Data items
◇ ◇ ◇ ◇

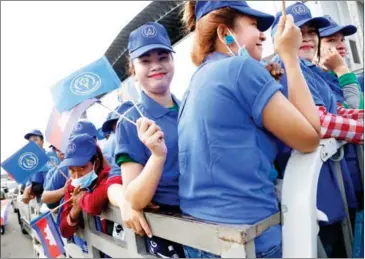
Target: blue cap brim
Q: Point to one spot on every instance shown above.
(139, 52)
(28, 135)
(318, 22)
(107, 126)
(80, 161)
(346, 30)
(264, 20)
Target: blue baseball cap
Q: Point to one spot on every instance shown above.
(80, 149)
(301, 15)
(84, 127)
(33, 133)
(346, 30)
(264, 20)
(149, 36)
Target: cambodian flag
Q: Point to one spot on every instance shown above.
(60, 125)
(91, 81)
(48, 235)
(25, 162)
(5, 205)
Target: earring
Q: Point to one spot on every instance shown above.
(229, 39)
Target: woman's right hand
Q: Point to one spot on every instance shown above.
(135, 220)
(287, 39)
(152, 137)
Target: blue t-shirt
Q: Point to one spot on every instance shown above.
(329, 199)
(129, 143)
(108, 152)
(225, 155)
(57, 180)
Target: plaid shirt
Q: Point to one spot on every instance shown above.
(347, 125)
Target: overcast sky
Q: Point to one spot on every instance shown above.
(43, 42)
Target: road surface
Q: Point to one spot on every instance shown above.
(13, 243)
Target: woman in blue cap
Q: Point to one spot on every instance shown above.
(331, 59)
(231, 115)
(334, 125)
(88, 185)
(148, 152)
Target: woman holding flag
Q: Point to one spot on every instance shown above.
(87, 190)
(336, 123)
(147, 152)
(232, 114)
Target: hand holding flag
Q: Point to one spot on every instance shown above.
(25, 162)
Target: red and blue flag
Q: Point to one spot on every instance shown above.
(25, 162)
(48, 235)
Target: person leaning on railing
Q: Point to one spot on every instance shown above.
(147, 152)
(336, 122)
(87, 191)
(232, 115)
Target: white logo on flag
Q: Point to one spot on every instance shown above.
(71, 148)
(49, 236)
(299, 9)
(85, 83)
(149, 31)
(28, 161)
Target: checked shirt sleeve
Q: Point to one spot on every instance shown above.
(340, 128)
(355, 114)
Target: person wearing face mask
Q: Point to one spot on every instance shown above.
(331, 59)
(147, 153)
(334, 124)
(231, 115)
(35, 183)
(88, 185)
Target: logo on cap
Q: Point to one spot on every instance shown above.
(28, 161)
(299, 9)
(49, 163)
(149, 31)
(71, 148)
(85, 83)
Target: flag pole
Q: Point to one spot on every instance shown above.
(139, 111)
(59, 170)
(63, 203)
(121, 115)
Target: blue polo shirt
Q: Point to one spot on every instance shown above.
(129, 144)
(57, 180)
(108, 152)
(225, 155)
(329, 198)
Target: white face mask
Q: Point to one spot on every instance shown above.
(242, 51)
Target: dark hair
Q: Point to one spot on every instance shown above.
(99, 160)
(206, 28)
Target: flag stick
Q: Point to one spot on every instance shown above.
(284, 9)
(59, 170)
(121, 115)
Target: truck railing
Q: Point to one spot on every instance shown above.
(299, 219)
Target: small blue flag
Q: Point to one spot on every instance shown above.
(25, 162)
(48, 235)
(91, 81)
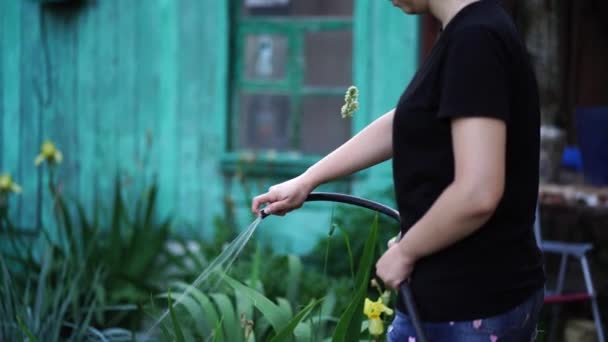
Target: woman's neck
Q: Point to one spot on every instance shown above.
(445, 10)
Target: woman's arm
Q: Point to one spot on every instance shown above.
(464, 206)
(367, 148)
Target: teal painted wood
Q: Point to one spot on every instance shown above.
(118, 85)
(86, 108)
(386, 58)
(11, 83)
(32, 81)
(142, 87)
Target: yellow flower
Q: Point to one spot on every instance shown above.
(7, 184)
(351, 102)
(373, 310)
(50, 153)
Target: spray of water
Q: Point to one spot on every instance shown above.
(222, 263)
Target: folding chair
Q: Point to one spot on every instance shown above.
(558, 296)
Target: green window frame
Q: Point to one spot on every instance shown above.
(294, 29)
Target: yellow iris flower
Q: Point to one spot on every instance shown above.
(351, 102)
(373, 310)
(8, 185)
(50, 153)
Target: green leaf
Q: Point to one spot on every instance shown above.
(287, 331)
(349, 325)
(218, 332)
(25, 330)
(348, 249)
(271, 311)
(210, 316)
(231, 322)
(179, 335)
(285, 306)
(293, 277)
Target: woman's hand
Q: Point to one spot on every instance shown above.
(395, 266)
(285, 197)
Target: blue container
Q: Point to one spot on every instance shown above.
(592, 133)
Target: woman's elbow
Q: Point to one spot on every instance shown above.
(482, 199)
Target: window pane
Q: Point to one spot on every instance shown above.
(322, 126)
(328, 58)
(298, 7)
(265, 57)
(264, 122)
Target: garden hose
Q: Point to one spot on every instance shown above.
(404, 288)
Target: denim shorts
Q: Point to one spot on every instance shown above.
(517, 325)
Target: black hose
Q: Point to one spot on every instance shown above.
(404, 289)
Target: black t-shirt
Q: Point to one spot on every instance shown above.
(477, 68)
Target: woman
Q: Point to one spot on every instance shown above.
(464, 139)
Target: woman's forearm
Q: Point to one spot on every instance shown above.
(367, 148)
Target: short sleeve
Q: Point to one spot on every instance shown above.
(475, 76)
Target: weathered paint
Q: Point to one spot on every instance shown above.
(142, 88)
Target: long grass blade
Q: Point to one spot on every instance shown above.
(271, 311)
(289, 328)
(179, 335)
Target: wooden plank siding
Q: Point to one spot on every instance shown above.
(141, 88)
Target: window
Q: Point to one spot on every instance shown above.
(290, 67)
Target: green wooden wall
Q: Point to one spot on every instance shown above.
(141, 87)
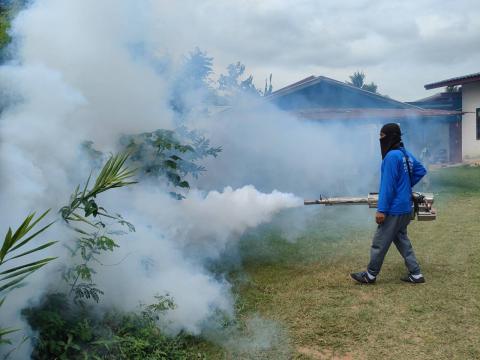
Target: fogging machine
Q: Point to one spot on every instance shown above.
(422, 209)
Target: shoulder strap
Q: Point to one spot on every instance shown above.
(408, 165)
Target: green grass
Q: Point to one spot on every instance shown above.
(305, 285)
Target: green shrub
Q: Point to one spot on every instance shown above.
(69, 331)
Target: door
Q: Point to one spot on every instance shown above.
(455, 133)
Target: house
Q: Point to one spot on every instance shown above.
(319, 98)
(469, 126)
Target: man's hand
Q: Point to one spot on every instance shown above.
(379, 218)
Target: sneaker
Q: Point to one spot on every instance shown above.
(409, 278)
(362, 278)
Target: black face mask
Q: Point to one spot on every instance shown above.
(392, 139)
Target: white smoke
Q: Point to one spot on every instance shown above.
(77, 78)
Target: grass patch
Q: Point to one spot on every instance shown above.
(305, 286)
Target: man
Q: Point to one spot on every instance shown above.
(399, 173)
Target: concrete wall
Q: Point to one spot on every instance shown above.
(470, 102)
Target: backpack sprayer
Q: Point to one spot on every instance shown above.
(422, 204)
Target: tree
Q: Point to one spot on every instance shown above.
(231, 83)
(358, 80)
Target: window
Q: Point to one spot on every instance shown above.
(478, 123)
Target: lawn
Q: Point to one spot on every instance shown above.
(304, 285)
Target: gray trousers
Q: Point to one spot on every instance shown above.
(393, 229)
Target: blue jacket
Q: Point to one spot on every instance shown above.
(395, 195)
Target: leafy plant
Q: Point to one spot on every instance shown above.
(94, 236)
(66, 332)
(161, 154)
(14, 248)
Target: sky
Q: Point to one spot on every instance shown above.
(399, 45)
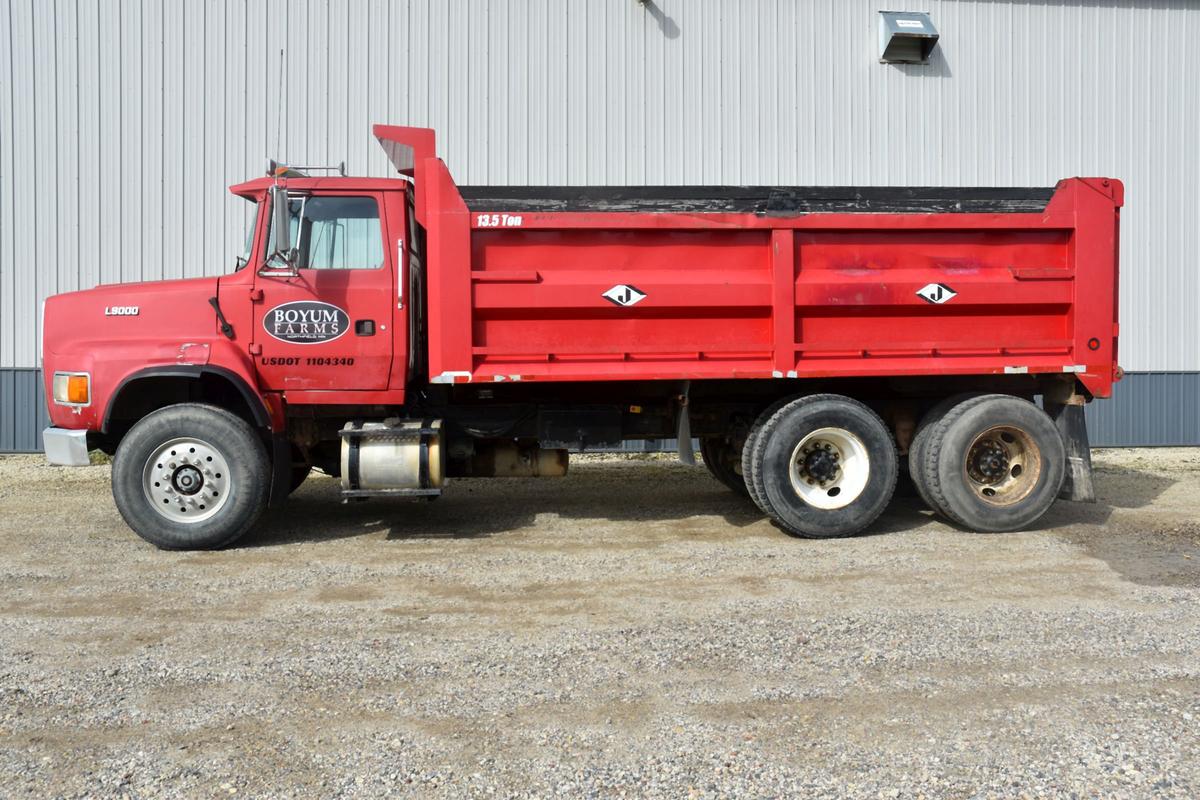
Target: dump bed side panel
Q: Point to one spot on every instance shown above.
(617, 294)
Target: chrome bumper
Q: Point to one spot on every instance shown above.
(65, 447)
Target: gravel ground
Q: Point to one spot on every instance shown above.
(633, 630)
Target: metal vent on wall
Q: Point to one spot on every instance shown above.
(906, 37)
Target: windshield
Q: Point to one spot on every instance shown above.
(244, 259)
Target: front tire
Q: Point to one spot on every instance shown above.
(827, 465)
(191, 476)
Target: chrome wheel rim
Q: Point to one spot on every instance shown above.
(829, 468)
(186, 480)
(1002, 465)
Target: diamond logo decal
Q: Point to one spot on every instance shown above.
(624, 295)
(936, 293)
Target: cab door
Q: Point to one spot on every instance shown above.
(330, 325)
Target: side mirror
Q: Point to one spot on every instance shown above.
(281, 262)
(282, 220)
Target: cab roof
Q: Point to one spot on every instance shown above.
(255, 188)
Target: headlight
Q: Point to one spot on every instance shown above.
(72, 388)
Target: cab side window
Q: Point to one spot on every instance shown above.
(336, 233)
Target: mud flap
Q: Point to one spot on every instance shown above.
(281, 470)
(1068, 417)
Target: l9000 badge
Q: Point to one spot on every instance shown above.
(306, 322)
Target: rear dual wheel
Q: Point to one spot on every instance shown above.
(821, 467)
(990, 463)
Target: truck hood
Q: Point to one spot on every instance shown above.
(159, 311)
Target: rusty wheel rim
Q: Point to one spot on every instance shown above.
(1002, 465)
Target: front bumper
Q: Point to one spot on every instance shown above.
(65, 447)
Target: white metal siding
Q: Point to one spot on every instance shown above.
(123, 122)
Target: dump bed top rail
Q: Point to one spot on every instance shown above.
(765, 200)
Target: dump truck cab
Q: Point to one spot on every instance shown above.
(343, 286)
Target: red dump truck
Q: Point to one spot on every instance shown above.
(399, 332)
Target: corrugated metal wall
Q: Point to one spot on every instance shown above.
(123, 122)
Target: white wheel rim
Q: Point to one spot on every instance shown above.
(186, 480)
(810, 473)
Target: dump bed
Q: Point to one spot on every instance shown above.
(768, 282)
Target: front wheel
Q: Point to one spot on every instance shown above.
(191, 476)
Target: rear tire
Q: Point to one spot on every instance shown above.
(918, 451)
(191, 476)
(995, 463)
(827, 464)
(749, 468)
(724, 462)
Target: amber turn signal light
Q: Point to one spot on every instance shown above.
(72, 389)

◇ ◇ ◇ ◇

> [Problem statement]
Give as a numbered list the part of the rows that opens with the line containing "Target: front wheel" and runs through the last line of the rows, both included. Leave out any blank lines.

> [Complete output]
1. Target: front wheel
2. Q: Point to one spot on every instance shown above.
3. (191, 476)
4. Target: rear tire
5. Q: Point to one spot on every instance shown above.
6. (918, 451)
7. (191, 476)
8. (995, 463)
9. (827, 464)
10. (749, 468)
11. (724, 462)
12. Target: amber turn signal light
13. Q: Point to one spot on every instance shown above.
14. (72, 389)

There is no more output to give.